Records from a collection
+ + +

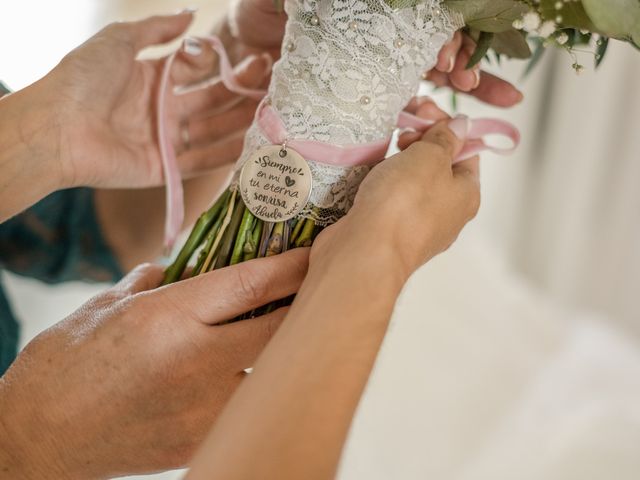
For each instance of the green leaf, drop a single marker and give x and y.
(278, 5)
(482, 47)
(616, 18)
(512, 44)
(493, 16)
(601, 50)
(573, 14)
(536, 57)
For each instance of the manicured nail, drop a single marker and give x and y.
(192, 46)
(460, 126)
(476, 72)
(519, 96)
(452, 64)
(421, 100)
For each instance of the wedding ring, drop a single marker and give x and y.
(185, 135)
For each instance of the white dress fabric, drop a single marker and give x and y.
(348, 68)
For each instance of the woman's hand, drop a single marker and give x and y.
(92, 120)
(413, 205)
(106, 104)
(408, 209)
(451, 71)
(132, 381)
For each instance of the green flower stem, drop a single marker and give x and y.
(252, 245)
(274, 247)
(243, 231)
(230, 234)
(209, 263)
(296, 230)
(306, 236)
(208, 245)
(197, 236)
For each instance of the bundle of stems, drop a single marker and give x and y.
(228, 233)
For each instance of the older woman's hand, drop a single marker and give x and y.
(92, 120)
(107, 106)
(132, 381)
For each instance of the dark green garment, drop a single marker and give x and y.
(56, 240)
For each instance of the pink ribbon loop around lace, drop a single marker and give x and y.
(274, 130)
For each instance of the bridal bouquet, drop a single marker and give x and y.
(348, 69)
(509, 27)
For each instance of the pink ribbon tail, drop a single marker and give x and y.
(475, 143)
(175, 194)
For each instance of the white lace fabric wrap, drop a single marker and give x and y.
(348, 68)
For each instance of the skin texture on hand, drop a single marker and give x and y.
(410, 208)
(92, 121)
(132, 381)
(111, 140)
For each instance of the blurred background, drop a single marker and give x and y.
(517, 353)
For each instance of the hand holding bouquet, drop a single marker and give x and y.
(348, 69)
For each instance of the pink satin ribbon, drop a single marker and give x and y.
(175, 194)
(274, 130)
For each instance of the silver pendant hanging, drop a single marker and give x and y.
(275, 183)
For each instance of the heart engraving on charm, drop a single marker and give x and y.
(275, 183)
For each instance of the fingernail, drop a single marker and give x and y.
(421, 100)
(520, 96)
(460, 126)
(476, 72)
(452, 64)
(192, 46)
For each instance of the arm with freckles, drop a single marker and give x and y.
(290, 419)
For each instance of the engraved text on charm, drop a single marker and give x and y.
(275, 183)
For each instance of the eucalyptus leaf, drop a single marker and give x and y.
(512, 44)
(493, 16)
(603, 45)
(573, 14)
(616, 18)
(482, 47)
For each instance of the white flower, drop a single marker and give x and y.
(562, 38)
(547, 29)
(531, 21)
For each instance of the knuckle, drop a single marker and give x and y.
(251, 285)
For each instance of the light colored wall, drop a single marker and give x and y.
(509, 356)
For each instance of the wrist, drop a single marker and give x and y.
(367, 253)
(30, 146)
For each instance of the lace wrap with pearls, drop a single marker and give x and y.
(348, 68)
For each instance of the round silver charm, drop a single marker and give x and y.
(275, 183)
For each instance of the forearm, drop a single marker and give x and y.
(290, 418)
(29, 147)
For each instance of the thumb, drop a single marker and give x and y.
(450, 135)
(155, 30)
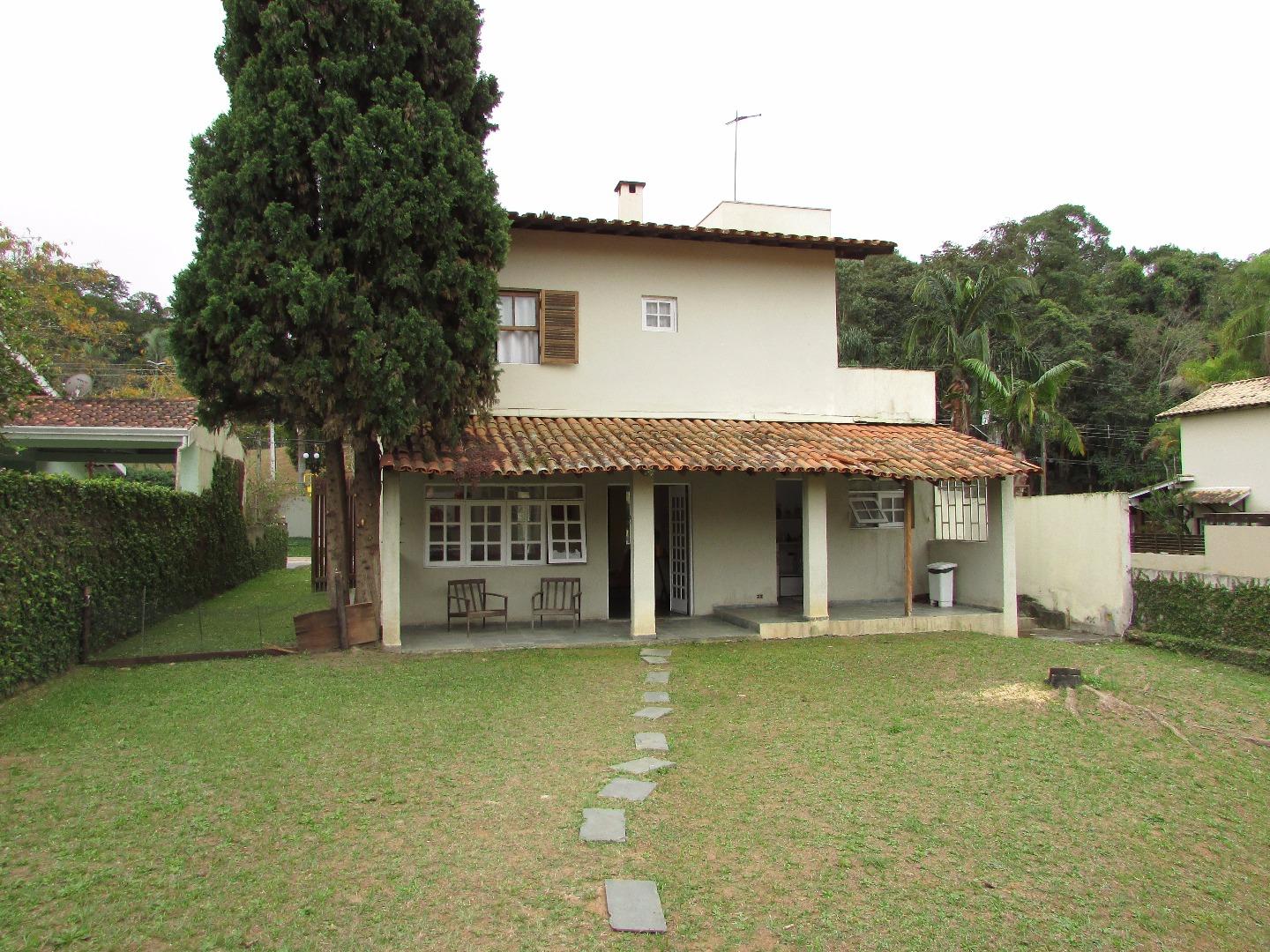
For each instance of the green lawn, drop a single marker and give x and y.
(883, 792)
(258, 614)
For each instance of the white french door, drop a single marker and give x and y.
(681, 556)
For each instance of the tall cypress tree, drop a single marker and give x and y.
(349, 238)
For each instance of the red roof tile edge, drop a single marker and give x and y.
(545, 446)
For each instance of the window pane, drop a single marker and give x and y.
(505, 310)
(526, 312)
(519, 346)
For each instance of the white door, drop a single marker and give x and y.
(681, 562)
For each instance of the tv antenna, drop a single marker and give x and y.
(736, 124)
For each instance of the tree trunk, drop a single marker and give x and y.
(366, 495)
(338, 533)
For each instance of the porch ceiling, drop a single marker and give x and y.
(544, 446)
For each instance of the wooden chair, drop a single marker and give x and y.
(467, 599)
(557, 598)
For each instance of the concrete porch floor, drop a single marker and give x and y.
(851, 619)
(426, 639)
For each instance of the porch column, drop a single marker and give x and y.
(816, 547)
(643, 559)
(390, 559)
(1009, 576)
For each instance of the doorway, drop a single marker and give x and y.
(672, 550)
(788, 541)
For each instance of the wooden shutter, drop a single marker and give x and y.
(559, 337)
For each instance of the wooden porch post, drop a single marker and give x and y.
(908, 547)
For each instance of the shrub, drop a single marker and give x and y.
(124, 541)
(1231, 623)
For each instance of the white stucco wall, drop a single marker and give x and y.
(1229, 449)
(1073, 556)
(1229, 550)
(756, 335)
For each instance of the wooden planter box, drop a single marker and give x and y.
(319, 631)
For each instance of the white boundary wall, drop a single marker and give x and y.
(1073, 556)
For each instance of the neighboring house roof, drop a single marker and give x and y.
(841, 248)
(524, 446)
(1220, 495)
(1226, 397)
(1163, 484)
(107, 412)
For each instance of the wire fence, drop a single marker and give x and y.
(228, 625)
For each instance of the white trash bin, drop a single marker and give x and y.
(940, 576)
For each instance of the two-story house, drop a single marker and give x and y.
(673, 429)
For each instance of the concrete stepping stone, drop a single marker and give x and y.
(653, 712)
(634, 905)
(652, 741)
(644, 764)
(626, 788)
(600, 825)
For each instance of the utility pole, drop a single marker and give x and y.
(736, 124)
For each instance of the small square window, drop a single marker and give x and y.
(661, 314)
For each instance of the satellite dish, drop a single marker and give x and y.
(78, 385)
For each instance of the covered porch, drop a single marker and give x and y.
(776, 530)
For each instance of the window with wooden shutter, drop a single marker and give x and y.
(559, 326)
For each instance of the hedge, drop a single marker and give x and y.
(1229, 622)
(122, 539)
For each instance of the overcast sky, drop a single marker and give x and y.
(914, 122)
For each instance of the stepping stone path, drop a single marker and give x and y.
(634, 905)
(653, 712)
(601, 825)
(646, 764)
(626, 788)
(651, 741)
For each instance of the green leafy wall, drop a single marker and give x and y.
(1224, 623)
(123, 539)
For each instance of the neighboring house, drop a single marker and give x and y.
(673, 429)
(1226, 482)
(74, 437)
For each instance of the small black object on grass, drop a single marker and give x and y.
(1065, 677)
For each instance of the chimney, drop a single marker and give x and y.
(630, 201)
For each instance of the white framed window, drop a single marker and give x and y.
(961, 510)
(661, 314)
(883, 509)
(507, 524)
(519, 333)
(566, 536)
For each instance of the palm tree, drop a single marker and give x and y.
(958, 319)
(1247, 331)
(1027, 410)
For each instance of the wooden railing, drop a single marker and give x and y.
(1236, 518)
(1166, 544)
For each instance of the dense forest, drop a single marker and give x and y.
(1148, 328)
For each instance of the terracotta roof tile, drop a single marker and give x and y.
(841, 248)
(107, 412)
(521, 446)
(1226, 397)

+ + +

STATED GOAL:
Return every line of the data above word for word, omitting the pictures.

PROBLEM SOLUTION:
For each instance of the green leaf, drop a single marker and give x and y.
(278, 5)
(482, 47)
(616, 18)
(512, 44)
(493, 16)
(601, 50)
(573, 14)
(536, 57)
For each instance of the manicured nail, drop a single marker and give x and y.
(192, 46)
(460, 126)
(476, 72)
(519, 96)
(452, 64)
(421, 100)
For each instance of the wedding ring, drop a single marker and give x and y.
(185, 135)
For each instance of the white dress fabric, drop a single marker and give x and y.
(348, 68)
For each instance of the woman's hand, drop a single marker and give x and y.
(92, 120)
(413, 205)
(106, 104)
(408, 209)
(451, 71)
(132, 381)
For each instance of the green flower stem, drop a single marker and give x and y.
(252, 245)
(274, 247)
(243, 231)
(230, 234)
(209, 263)
(296, 230)
(306, 236)
(208, 245)
(197, 236)
For each instance of the bundle of stems, drop a single marker and give x and y.
(228, 233)
For each instance of the older woman's hand, drop a single marker and give x and y.
(92, 120)
(107, 106)
(132, 381)
For each instance of the dark green garment, drop a single marker and give x and y.
(56, 240)
For each instance of the pink ribbon loop around lace, drop a single marker and give x and y.
(274, 130)
For each instance of the bridal bouquet, drop a single marker and give x and y.
(348, 69)
(509, 27)
For each instance of the pink ribbon tail, drop a single marker and give x and y.
(475, 143)
(175, 194)
For each instance of the white lace fabric wrap, drop a single marker and give x and y.
(348, 68)
For each instance of the skin texture on hand, drop a single marker and give x and y.
(410, 208)
(92, 121)
(132, 381)
(111, 140)
For each instance of the blurred background, drop a single marker and give x and y.
(517, 353)
For each instance of the hand holding bouquet, drop a single marker and give x and y.
(348, 69)
For each instance of the pink satin ribbon, drop a single marker and give x and y.
(175, 194)
(274, 130)
For each instance of the silver pendant hanging, drop a single marker and give x and y.
(275, 183)
For each instance of the heart engraving on charm, drop a single marker and give x and y.
(275, 183)
For each instance of the fingernail, drop a single marker and give x and y.
(421, 100)
(520, 96)
(460, 126)
(476, 72)
(452, 64)
(192, 46)
For each instance of the arm with freckles, drop a single marker and give x and y.
(290, 419)
For each instance of the engraved text on charm, drop a single marker and give x and y.
(275, 183)
For each instance of the eucalyptus leaf, drop a single marker and give x and y.
(512, 44)
(493, 16)
(603, 45)
(573, 14)
(616, 18)
(482, 47)
For each instance of the white flower, drop a single marker and give x and y.
(562, 38)
(547, 29)
(531, 21)
For each instance of the knuckle, drop a single marker and give x and y.
(251, 285)
For each instance of the light colored wall, drop a single marker and give x and y.
(509, 356)
For each instance of the wrist, drop a single marker and give x and y.
(367, 253)
(30, 146)
For each instance of the lace wrap with pearls, drop a single marker and give x and y.
(348, 68)
For each instance of the round silver charm, drop a single marker and give x and y.
(275, 183)
For each instance of the forearm, drop a single marker and give x and y.
(290, 418)
(29, 147)
For each instance of the thumb, drop a single marker and give x and y.
(450, 135)
(155, 30)
For each instance of the green lawn, drop a single marker and give x and y.
(883, 792)
(258, 614)
For each instance of the white french door, drop a single marker and give x and y.
(681, 556)
For each instance of the tall cypress tree, drop a single marker and give x and y.
(349, 238)
For each instance of the red roof tile edge, drop a single marker and give x and y.
(545, 446)
For each instance of the window pane, drop a single marker and give x and y.
(505, 310)
(526, 312)
(519, 346)
For each instance of the white door, drop a single marker and give x and y.
(681, 562)
For each instance of the tv antenna, drop a single marker and give x and y.
(736, 124)
For each instance of the tree trunk, drop a single marker and give x and y.
(366, 495)
(338, 533)
For each instance of the porch ceiling, drop a single marker and give x and y.
(544, 446)
For each instance of the wooden chair, drop a single marker and give x and y.
(467, 599)
(557, 598)
For each instance of the concrete porch floor, drop a single marker and give x and y.
(851, 619)
(426, 639)
For each instance of the porch column, drop a single marker and give x and y.
(816, 547)
(643, 559)
(390, 559)
(1009, 576)
For each instance of the doorway, drop a single marker and give x and y.
(672, 550)
(788, 541)
For each instance of the wooden shutter, drop a single marker and give x and y.
(559, 337)
For each instance of the wooden porch post, drop a single marker and give x and y.
(908, 547)
For each instance of the shrub, drop a single marker and give x and y.
(124, 541)
(1231, 623)
For each instance of the white stucco wall, drop a single marker and give x and y.
(1229, 449)
(1073, 556)
(1229, 550)
(756, 335)
For each instance of the wooden planter box, drop a single marker and give x and y.
(319, 631)
For each instance of the white boundary wall, drop a single marker and give x and y.
(1073, 556)
For each instance of the neighboring house roof, drop a single marker and give x and y.
(841, 248)
(524, 446)
(1220, 495)
(1226, 397)
(1163, 484)
(107, 412)
For each instance of the wire fence, drop a single marker and give x and y.
(228, 625)
For each instance of the white trash bin, drop a single marker and give x and y.
(940, 576)
For each instance of the two-story house, drop a single marker and give x and y.
(673, 429)
For each instance of the concrete stepping stone, drop a single marker and give x and y.
(653, 712)
(634, 905)
(652, 741)
(644, 764)
(626, 788)
(600, 825)
For each instance of the utility pole, drop a single marker and give x and y.
(736, 124)
For each instance of the small square window, drop a single marker and give x and y.
(661, 314)
For each instance of the satellite dish, drop a single marker and give x and y.
(78, 385)
For each instance of the covered porch, drop a single marker and give x and y.
(776, 530)
For each instance of the window with wooden shutter, drop a single marker and give x and y.
(559, 326)
For each instance of the hedge, drop a single marker and give x and y.
(1229, 622)
(122, 539)
For each instance of the overcast sky, drop a single marker and give x and y.
(914, 122)
For each instance of the stepping stone path, drop a single marker and give x and y.
(634, 905)
(653, 712)
(601, 825)
(646, 764)
(626, 788)
(651, 741)
For each instance of the green leafy wall, drop a single marker and give x and y.
(1224, 623)
(123, 539)
For each instance of the neighboring house, drop a single marker and give x and y.
(673, 429)
(1226, 482)
(74, 437)
For each instance of the small black object on grass, drop a single marker and give x and y.
(1065, 677)
For each instance of the chimney, drop a single marker and give x and y.
(630, 201)
For each instance of the white framed window, drop a single marker and give x and y.
(961, 510)
(661, 314)
(883, 509)
(507, 524)
(519, 333)
(566, 536)
For each instance of the palm tree, drop a single marker and give x and y.
(958, 319)
(1247, 331)
(1027, 410)
For each instance of the wooden railing, drop a single marker and give x and y.
(1236, 518)
(1166, 544)
For each instance of the dense forest, drop a single marker and give x and y.
(1148, 328)
For each instance of the terracotta roof tile, drop a single marker and give x and y.
(841, 248)
(107, 412)
(521, 446)
(1226, 397)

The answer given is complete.